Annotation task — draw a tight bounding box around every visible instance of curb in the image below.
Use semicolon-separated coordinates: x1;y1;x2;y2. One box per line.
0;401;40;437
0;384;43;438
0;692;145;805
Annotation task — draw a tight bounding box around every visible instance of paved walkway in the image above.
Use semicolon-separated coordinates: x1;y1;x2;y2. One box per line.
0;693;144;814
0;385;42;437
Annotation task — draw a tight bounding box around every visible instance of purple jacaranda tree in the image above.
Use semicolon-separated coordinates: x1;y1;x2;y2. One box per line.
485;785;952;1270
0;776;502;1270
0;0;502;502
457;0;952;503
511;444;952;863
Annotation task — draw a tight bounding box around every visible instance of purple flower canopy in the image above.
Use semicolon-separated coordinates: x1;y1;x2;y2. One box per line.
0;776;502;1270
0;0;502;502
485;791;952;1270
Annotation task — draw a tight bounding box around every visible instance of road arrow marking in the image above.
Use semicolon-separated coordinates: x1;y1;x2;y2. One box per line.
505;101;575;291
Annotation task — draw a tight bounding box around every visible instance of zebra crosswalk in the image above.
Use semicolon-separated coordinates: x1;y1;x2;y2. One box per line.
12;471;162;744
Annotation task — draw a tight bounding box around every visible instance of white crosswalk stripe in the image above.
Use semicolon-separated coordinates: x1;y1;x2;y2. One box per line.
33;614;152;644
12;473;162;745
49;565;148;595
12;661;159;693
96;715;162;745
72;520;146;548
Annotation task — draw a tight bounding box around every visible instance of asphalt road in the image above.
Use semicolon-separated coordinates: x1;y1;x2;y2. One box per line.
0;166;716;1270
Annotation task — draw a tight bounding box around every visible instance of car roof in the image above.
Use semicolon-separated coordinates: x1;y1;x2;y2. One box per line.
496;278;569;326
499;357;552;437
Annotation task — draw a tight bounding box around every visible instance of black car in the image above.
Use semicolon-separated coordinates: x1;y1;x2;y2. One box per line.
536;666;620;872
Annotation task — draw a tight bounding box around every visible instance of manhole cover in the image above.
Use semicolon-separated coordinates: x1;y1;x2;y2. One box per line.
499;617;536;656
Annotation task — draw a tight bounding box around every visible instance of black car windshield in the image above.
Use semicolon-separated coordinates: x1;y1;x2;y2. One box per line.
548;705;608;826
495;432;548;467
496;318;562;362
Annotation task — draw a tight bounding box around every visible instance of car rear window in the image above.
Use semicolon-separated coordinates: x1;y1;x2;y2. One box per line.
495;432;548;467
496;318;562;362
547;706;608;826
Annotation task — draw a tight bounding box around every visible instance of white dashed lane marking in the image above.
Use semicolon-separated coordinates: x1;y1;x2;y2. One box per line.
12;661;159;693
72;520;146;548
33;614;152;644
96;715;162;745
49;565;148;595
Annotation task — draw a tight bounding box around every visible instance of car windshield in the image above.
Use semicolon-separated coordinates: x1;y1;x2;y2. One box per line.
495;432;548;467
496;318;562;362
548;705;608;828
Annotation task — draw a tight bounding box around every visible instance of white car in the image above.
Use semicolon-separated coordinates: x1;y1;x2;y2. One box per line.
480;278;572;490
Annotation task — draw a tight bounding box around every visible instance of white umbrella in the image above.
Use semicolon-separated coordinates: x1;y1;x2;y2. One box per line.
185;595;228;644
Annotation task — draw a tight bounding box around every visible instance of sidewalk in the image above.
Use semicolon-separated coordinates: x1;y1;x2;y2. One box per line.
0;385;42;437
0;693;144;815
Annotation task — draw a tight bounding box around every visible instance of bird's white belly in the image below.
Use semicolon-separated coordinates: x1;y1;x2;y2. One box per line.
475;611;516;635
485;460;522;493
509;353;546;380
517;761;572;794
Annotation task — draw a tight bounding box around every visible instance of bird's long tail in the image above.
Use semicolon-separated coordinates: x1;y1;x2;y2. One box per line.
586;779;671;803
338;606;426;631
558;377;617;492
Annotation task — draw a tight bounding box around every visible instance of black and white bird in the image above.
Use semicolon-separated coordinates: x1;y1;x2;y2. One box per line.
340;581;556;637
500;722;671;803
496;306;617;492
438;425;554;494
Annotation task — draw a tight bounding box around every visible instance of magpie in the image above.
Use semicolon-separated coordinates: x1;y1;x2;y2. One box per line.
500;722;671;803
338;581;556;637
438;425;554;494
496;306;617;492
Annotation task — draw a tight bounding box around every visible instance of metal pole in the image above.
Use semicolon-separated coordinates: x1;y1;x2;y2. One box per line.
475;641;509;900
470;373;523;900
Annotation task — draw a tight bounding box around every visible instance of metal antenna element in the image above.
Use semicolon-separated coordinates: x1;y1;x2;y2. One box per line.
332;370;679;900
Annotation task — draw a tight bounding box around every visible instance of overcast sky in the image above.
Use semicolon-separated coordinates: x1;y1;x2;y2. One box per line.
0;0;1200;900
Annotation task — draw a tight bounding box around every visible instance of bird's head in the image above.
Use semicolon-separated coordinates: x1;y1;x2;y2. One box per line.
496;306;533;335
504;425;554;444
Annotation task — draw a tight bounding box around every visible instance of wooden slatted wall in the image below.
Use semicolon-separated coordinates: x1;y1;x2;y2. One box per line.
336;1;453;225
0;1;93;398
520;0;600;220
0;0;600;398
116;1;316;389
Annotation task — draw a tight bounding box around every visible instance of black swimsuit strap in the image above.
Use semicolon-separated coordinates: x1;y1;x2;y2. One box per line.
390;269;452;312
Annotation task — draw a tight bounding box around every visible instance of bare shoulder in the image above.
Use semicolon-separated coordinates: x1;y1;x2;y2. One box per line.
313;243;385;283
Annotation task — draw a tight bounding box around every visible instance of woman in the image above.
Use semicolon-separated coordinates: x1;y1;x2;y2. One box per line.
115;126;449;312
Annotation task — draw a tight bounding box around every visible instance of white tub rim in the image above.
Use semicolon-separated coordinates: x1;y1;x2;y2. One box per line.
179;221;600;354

> WHAT THIS TASK INVOLVES
Rewrite everything from the line containing "cover in the image above." down to the line containing "499;617;536;656", changing "manhole cover" to "storm drain grate" and leaving the rest as it is.

> FULL SOLUTION
Annotation task — draw a tight bounding box around every visible instance of storm drain grate in the image above.
Use semicolon-separated coordinates: x1;y1;x2;y2. One box per line.
499;617;536;656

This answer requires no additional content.